Section 132.2

Subsection 132.2(1) - Definitions re qualifying exchange of mutual funds

Qualifying Exchange

Administrative Policy

2017 Ruling 2016-0660321R3 - Reorg of REIT to simplify multi-tier structure

use of the s.132.2 merger and a renunciation of most of the units otherwise issuable on the merger in order to eliminate a REIT corporate subsidiary held through an LP and a sub-trust

Background

Fund, which is a REIT under s. 122.1, holds notes and all the units of a unit trust (“Sub-Trust”). Sub-Trust owns the Class A LP Units of the Partnership (as well as the shares of the general partner - GP I) and the Partnership’s Class B (exchangeable) LP units are held by a taxable Canadian corporation (“Investor”), who also holds special voting units of Fund. Partnership directly and indirectly holds real-estate related assets, and also holds Opco. See also Crombie REIT Circular.

[Excerpt from a data file]
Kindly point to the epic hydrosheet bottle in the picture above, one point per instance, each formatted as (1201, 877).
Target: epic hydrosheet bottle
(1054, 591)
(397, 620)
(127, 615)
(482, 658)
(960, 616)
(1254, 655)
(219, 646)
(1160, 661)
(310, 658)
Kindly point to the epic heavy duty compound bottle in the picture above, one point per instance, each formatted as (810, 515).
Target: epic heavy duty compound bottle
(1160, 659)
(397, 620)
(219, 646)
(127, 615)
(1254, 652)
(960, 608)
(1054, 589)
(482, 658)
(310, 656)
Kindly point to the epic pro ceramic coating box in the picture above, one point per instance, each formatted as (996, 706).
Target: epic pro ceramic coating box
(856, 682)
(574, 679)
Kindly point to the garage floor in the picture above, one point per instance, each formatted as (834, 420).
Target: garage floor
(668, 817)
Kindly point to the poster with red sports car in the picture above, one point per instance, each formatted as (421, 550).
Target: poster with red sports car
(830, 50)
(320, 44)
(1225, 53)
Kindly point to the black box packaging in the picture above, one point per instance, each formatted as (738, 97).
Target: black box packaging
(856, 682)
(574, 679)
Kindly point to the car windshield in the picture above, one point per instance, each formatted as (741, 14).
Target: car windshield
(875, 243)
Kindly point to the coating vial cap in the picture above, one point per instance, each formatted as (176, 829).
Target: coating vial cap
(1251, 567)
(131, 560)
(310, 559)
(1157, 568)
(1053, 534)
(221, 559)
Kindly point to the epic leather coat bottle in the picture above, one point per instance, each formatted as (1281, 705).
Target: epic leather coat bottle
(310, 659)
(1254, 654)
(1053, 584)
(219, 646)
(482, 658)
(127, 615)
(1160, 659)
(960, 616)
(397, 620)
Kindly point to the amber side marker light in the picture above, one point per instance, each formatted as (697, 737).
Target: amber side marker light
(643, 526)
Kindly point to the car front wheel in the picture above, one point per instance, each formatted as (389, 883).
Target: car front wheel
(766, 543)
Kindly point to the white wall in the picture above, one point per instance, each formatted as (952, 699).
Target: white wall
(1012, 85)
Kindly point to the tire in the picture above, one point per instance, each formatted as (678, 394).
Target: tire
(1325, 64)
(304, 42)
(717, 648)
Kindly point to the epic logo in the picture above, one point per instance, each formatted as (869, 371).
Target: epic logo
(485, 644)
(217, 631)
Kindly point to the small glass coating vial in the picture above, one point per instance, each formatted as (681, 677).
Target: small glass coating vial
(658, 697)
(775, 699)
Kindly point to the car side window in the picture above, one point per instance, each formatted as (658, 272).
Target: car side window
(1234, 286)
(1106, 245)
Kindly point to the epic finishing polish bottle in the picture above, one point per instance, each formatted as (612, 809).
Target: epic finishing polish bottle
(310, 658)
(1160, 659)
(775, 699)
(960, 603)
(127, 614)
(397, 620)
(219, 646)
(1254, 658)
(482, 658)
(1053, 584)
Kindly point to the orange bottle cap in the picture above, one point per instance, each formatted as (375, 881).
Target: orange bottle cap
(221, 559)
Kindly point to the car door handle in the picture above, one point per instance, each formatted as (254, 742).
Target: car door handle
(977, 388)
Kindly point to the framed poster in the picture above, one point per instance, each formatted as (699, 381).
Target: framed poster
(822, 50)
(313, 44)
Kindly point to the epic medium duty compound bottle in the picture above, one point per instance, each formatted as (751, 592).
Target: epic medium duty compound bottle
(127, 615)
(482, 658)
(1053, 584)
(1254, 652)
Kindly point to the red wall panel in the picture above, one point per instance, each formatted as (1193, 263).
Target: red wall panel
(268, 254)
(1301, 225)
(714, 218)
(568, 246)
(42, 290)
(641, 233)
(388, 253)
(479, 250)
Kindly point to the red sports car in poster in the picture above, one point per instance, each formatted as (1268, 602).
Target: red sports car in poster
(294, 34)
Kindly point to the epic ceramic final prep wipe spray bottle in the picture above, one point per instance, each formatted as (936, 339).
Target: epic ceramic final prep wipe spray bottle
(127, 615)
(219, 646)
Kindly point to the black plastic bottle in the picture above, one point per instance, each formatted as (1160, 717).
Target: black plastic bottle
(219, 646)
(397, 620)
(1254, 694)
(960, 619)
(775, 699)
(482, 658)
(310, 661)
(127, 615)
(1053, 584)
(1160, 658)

• PROMPT A: Could you retype the records from the line containing "Kindly point to the black plastic" through the last line of the records, inclusive?
• PROMPT B: Can you write what comes next in the REIT reorganization ruling text, starting after its final sentence?
The records bear no relation to the REIT reorganization ruling text.

• TASK ANSWER A:
Kindly point to the black plastic bottle in the picture above, one point per instance, each formatted as (1160, 717).
Target: black plastic bottle
(219, 646)
(397, 620)
(1254, 694)
(960, 619)
(775, 699)
(482, 658)
(310, 661)
(127, 615)
(1053, 584)
(1160, 658)

• TASK ANSWER B:
Proposed transactions
  1. Opco and a newly-incorporated subsidiary of Opco (GP II) will form Opco Partnership as a general partnership, with Opco transferring real estate to Opco Partnership on a s. 97(2) rollover basis.
  2. Opco Partnership will then be converted to a limited partnership, with no significant changes to the rights and obligations of the partners other than Opco becoming a limited partner.
  3. All intercompany amounts among the Fund, Sub-Trust and the Partnership including the notes owing by Sub-Trust to the Fund and by Partnership will be satisfied in cash or by issuing units.
  4. After the settling of a new unit trust (“MFT”), having redeemable retractable units, by a Canadian-resident third party, the Fund subscribes for MFT units for nominal cash consideration and the unit of the settlor is redeemed.
  5. Sub-Trust will transfer all its assets including the Class A LP Units and the GP I shares, to MFT for no consideration, with no s. 107.4(3)(a)(i) election being made and with MFT electing under (f)(v) of “disposition” in s. 248(1) that para. (f) thereof not apply.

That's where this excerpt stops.